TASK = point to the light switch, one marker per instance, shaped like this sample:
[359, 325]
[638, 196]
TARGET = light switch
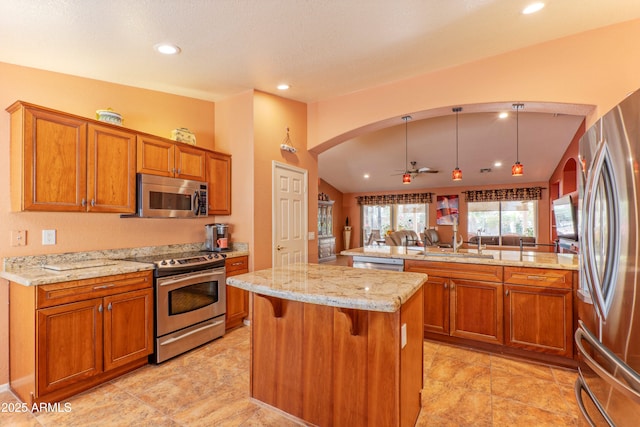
[18, 238]
[48, 237]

· · · · ·

Description of the task -> In the copy, every entry must appear exactly as written, and no picture may appear.

Your response ->
TASK = point to the light switch, one marker per instance, shaped like this sample:
[359, 325]
[638, 196]
TARGET = light switch
[18, 238]
[48, 237]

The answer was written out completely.